▶ _任務說明_
請逐字照錄談錢鍾書藏書一文中自“又,傅道彬在《〈古槐樹下的鐘”起、至“故舊之物,驚喜也是人之常情。”止的文字。

▶ _閱讀文本_
● ● ● ● ● ● ●

李俊
錢鍾書先生以讀書多、學問大,震鑠當今學術界,但他的個人藏書卻很少,這是很多人津津樂道的事情。平時閑看介紹錢鍾書的文章,關于其藏書的描述確實比較少。有的朋友根據一些照片推測,有《十三經注疏》、《通典》、《佩文韻府》以及校點本“二十四史”。這些都是常見常用書,不是什么秘笈。
不過,我們有時也能憑借一些極少而可靠的信息推測錢鍾書家藏的秘笈。例如《談藝錄》第五十五則“籜石言情詩”品評清代詩人們的悼亡詩,最后提到鄉邦先賢鄧濂的《斷腸詞》時說:“石臞嘗錄此詩寄譚復堂索序,手稿今存寒家,即復堂圖籍燼馀也(原注:《復堂日記補錄》光緒十三年十一月十七日稱為‘亦在義山、微之間,近人差近仲則’)。”鄧濂的這封信就收錄在錢家珍藏、近期由人民文學出版社影印出版的《復堂師友手札菁華》中,錢鍾書隱去了書名。
又,傅道彬在《〈古槐樹下的鐘聲〉序》一文中記述:“在一九八四年四月,和幾個同學帶著石聲淮的書信來到北京拜見錢鍾書。石先生特地將一部清代著名學者譚獻的日記手稿托他們帶給了錢鍾書。錢先生高興地拿著手稿,大聲招呼楊絳先生來欣賞。”石聲淮是錢鍾書的妹婿,一直隨侍錢基博先生左右,在錢基博去世時受命處理老先生遺物。“譚獻日記手稿”或即其中之一。根據這個記述,錢鍾書家似乎還藏了部分復堂的日記手稿。只是不知這部日記手稿是否為譚獻的原稿。何以有此疑問?因為南京圖書館今藏有譚獻《復堂日記》原稿五十七冊,標注起訖時間為“清同治元年八月至光緒二十七年六月”,沒有說明殘缺,估計是較為完整的稿本。所以,我推測,這部手稿極有可能是徐彥寬的摘錄本。錢鍾書見到手稿很興奮,或許跟他早年曾為徐彥寬輯錄的《復堂日記續錄》寫過序言有關。那是一九三○年前后,錢鍾書尚在清華大學讀書,五十多年后,猝然再見故舊之物,驚喜也是人之常情。

● ● ● ● ● ● ●

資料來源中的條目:
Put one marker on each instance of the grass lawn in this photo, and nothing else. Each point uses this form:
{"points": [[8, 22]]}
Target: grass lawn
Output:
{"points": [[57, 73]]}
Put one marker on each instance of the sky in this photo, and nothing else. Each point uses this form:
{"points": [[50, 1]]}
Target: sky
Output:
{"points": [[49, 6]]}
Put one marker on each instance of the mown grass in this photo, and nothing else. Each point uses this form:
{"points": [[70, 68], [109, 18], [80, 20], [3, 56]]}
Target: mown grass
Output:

● ● ● ● ● ● ●

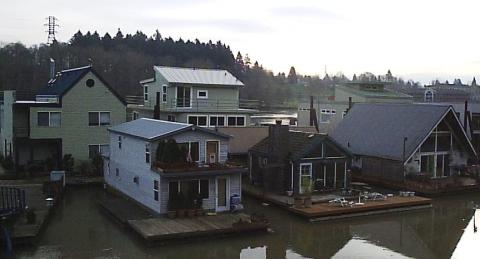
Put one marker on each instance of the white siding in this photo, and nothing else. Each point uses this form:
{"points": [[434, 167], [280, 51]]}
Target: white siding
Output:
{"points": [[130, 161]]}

● ● ● ● ● ● ●

▶ _完成答覆_
又,傅道彬在《〈古槐樹下的鐘聲〉序》一文中記述:“在一九八四年四月,和幾個同學帶著石聲淮的書信來到北京拜見錢鍾書。石先生特地將一部清代著名學者譚獻的日記手稿托他們帶給了錢鍾書。錢先生高興地拿著手稿,大聲招呼楊絳先生來欣賞。”石聲淮是錢鍾書的妹婿,一直隨侍錢基博先生左右,在錢基博去世時受命處理老先生遺物。“譚獻日記手稿”或即其中之一。根據這個記述,錢鍾書家似乎還藏了部分復堂的日記手稿。只是不知這部日記手稿是否為譚獻的原稿。何以有此疑問?因為南京圖書館今藏有譚獻《復堂日記》原稿五十七冊,標注起訖時間為“清同治元年八月至光緒二十七年六月”,沒有說明殘缺,估計是較為完整的稿本。所以,我推測,這部手稿極有可能是徐彥寬的摘錄本。錢鍾書見到手稿很興奮,或許跟他早年曾為徐彥寬輯錄的《復堂日記續錄》寫過序言有關。那是一九三○年前后,錢鍾書尚在清華大學讀書,五十多年后,猝然再見故舊之物,驚喜也是人之常情。